**TASK**
Reproduce verbatim the final portion of the material below, from the line containing "of the parked" through its last line, and nothing else.

**Object point labels**
-------------------------

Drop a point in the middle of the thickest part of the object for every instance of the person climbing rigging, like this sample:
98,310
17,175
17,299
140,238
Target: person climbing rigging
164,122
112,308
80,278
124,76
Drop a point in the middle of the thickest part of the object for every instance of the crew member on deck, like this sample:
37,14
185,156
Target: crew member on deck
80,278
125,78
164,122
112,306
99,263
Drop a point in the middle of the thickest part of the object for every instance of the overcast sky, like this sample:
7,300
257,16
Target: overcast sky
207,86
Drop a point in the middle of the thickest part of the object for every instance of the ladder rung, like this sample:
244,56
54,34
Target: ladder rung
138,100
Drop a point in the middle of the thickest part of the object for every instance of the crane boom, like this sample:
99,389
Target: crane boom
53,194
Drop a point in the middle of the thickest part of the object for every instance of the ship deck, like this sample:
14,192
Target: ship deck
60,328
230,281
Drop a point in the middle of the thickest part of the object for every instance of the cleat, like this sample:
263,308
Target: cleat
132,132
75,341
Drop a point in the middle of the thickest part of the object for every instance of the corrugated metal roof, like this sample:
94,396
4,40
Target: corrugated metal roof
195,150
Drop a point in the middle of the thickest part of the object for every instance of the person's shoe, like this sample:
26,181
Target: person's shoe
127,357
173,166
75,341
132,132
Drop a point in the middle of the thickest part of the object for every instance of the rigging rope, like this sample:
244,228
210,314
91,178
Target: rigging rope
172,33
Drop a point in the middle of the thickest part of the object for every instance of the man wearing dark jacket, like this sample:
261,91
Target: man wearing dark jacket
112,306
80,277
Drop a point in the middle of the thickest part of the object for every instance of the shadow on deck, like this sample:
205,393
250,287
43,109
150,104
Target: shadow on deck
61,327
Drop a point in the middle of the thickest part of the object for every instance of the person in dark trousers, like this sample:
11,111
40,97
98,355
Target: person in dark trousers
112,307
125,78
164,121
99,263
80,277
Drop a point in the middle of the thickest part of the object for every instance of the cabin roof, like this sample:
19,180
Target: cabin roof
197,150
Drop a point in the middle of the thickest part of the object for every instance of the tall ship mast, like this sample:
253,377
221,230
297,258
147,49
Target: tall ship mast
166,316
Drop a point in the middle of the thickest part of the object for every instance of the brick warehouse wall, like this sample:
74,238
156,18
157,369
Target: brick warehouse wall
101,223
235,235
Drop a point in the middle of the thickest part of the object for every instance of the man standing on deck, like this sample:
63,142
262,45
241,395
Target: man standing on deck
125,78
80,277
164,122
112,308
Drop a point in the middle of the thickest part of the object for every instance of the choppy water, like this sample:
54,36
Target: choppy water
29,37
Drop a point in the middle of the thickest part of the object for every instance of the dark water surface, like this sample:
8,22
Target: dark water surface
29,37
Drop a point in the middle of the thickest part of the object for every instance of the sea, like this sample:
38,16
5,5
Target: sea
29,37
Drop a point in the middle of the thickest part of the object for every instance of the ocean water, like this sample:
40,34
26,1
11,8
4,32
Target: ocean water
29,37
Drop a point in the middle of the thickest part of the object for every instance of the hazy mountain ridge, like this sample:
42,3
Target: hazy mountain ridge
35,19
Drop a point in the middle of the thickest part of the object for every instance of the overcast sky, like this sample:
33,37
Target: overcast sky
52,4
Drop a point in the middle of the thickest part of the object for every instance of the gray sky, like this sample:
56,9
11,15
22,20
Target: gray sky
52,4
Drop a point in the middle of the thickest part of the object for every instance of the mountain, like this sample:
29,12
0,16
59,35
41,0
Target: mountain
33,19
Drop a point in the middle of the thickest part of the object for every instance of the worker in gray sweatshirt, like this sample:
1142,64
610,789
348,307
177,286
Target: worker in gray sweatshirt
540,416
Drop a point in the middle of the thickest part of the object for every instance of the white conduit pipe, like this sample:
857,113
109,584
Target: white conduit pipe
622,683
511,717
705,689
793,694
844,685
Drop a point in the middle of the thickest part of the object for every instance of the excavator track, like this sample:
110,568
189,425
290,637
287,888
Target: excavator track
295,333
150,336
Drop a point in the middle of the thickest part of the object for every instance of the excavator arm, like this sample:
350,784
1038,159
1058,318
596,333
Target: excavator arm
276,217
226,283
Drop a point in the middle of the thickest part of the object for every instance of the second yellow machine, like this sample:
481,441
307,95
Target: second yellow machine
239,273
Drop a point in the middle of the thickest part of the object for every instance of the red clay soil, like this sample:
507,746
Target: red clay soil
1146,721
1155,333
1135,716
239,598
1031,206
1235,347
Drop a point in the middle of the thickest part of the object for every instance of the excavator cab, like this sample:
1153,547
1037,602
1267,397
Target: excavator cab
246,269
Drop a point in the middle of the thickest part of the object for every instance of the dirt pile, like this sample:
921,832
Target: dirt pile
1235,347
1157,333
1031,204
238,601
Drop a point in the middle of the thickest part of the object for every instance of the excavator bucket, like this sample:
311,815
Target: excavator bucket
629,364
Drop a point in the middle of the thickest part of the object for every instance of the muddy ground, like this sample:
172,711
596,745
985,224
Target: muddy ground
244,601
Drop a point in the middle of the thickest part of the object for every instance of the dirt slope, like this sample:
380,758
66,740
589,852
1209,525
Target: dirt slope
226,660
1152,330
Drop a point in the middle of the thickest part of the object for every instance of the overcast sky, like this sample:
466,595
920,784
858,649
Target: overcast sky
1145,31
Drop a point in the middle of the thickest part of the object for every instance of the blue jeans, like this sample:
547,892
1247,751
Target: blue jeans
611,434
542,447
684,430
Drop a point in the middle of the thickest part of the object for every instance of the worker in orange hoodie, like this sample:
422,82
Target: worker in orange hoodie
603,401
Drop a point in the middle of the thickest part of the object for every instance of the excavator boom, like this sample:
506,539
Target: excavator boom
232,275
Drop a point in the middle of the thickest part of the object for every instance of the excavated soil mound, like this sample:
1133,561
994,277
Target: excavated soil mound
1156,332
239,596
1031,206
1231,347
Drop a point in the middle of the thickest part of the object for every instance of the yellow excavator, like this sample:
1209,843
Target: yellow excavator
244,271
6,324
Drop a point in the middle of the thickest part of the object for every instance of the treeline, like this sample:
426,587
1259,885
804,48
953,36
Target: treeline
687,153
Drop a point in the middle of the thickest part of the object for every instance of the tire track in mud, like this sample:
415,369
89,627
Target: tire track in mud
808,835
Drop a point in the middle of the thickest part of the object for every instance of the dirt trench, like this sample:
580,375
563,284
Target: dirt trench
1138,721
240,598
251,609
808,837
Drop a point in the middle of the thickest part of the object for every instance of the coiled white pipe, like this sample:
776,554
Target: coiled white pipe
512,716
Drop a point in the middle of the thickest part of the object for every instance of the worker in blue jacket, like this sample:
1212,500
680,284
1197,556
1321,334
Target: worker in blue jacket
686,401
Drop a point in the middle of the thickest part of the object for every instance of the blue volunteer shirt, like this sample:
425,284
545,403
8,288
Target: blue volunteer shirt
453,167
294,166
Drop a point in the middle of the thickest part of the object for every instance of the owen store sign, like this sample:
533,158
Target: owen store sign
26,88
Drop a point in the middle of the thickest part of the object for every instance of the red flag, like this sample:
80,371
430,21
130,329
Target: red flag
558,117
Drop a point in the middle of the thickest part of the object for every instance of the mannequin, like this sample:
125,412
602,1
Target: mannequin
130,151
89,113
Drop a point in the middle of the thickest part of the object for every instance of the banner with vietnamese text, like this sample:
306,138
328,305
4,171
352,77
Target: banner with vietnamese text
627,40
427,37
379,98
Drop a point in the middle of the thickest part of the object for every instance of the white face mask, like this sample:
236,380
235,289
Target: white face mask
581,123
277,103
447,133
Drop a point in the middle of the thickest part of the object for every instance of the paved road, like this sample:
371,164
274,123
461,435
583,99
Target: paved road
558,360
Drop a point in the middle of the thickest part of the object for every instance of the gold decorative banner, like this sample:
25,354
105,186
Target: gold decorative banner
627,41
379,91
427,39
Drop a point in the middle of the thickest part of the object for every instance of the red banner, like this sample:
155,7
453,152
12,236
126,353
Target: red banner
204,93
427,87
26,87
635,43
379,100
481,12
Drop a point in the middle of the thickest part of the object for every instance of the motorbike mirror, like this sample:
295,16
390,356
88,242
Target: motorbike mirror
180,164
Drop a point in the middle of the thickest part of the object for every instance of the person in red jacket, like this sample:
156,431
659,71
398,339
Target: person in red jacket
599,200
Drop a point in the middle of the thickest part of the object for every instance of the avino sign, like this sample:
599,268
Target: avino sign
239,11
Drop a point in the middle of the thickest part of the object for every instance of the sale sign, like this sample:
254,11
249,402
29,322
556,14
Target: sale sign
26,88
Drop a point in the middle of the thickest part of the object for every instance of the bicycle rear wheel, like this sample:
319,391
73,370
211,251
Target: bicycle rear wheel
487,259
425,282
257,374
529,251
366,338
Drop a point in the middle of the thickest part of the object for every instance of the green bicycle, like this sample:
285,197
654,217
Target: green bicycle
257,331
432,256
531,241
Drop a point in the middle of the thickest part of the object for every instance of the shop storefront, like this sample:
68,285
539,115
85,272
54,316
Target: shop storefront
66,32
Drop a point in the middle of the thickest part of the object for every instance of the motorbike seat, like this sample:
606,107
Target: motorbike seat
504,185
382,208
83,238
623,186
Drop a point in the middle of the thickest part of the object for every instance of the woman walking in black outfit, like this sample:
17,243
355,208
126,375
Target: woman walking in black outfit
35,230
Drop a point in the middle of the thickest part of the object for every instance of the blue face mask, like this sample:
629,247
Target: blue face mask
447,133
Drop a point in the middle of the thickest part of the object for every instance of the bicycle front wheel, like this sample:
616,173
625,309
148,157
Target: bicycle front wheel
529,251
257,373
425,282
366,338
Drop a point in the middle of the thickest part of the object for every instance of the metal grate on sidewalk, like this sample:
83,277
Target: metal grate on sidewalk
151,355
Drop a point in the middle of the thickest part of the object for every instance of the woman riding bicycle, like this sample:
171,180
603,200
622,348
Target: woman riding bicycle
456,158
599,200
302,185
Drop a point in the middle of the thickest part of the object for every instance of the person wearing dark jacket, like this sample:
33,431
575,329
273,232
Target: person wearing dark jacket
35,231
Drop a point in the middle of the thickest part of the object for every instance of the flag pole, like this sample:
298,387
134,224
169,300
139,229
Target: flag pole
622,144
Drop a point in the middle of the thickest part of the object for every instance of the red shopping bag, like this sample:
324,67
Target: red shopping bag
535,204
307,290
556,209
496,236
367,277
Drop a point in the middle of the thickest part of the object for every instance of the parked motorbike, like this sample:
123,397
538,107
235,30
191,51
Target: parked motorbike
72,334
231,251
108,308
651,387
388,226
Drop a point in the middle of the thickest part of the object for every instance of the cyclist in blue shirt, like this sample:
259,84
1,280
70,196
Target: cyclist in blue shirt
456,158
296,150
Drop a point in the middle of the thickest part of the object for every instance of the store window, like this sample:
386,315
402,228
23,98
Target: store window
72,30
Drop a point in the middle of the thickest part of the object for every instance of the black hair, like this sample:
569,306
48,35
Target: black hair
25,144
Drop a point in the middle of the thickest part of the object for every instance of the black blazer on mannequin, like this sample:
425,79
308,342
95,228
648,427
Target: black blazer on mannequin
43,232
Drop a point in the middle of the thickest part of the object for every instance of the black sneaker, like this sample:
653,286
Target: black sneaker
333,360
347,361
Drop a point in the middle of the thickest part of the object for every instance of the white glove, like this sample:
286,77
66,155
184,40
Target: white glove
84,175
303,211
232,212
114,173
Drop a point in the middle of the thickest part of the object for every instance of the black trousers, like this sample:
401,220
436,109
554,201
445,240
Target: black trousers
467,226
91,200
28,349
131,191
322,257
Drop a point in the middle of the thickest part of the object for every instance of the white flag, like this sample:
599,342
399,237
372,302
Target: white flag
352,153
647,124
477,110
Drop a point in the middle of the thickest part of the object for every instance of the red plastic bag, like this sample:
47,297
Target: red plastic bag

-------------------------

**OUTPUT BELOW**
Drop a point in the middle of the thickest part of the object for every instance of the parked motorbike, like this sample:
123,397
538,107
235,30
191,51
Target: parked motorbike
72,334
231,251
108,308
651,387
388,226
Drop a point in the middle of the thickest part of the object for every instance of the cyclist in blue shirt, like this sample:
259,84
1,280
70,196
Target: cyclist in blue shirt
456,158
296,150
Drop a point in the middle of the thickest part of the object for every instance of the store window, like this sample:
386,315
402,228
23,98
Target: store window
72,30
Drop a point in the middle of the thickest part of the object for every instance of the black hair, like this sample:
569,306
48,35
Target: black hair
25,144
Drop a point in the middle of the thickest part of the object for every instance of the black blazer on mannequin, like this sample:
425,79
308,342
95,228
648,427
Target: black blazer on mannequin
43,232
Drop a point in the middle of the thickest part of the object for every instance of the black sneaker, like this sample:
653,286
Target: black sneaker
333,360
347,361
Drop a point in the middle of the thickest part of the object for every instance of the white glove, like this sample:
286,77
66,155
184,40
Target: white glove
84,175
303,211
232,212
114,173
Drop a point in the middle of the thickest part of the object for every instance of the black trousers, like this sample:
401,220
436,109
554,201
445,240
Target: black trousers
467,226
91,200
28,349
131,191
322,257
Drop a point in the middle of the thickest part of the object for every instance of the white flag, like this sample:
599,342
399,237
372,302
Target: white flag
352,153
647,124
477,110
Drop a point in the middle of the thickest part of the object for every instance of the red plastic bag, like this sample:
47,297
Target: red plastic bag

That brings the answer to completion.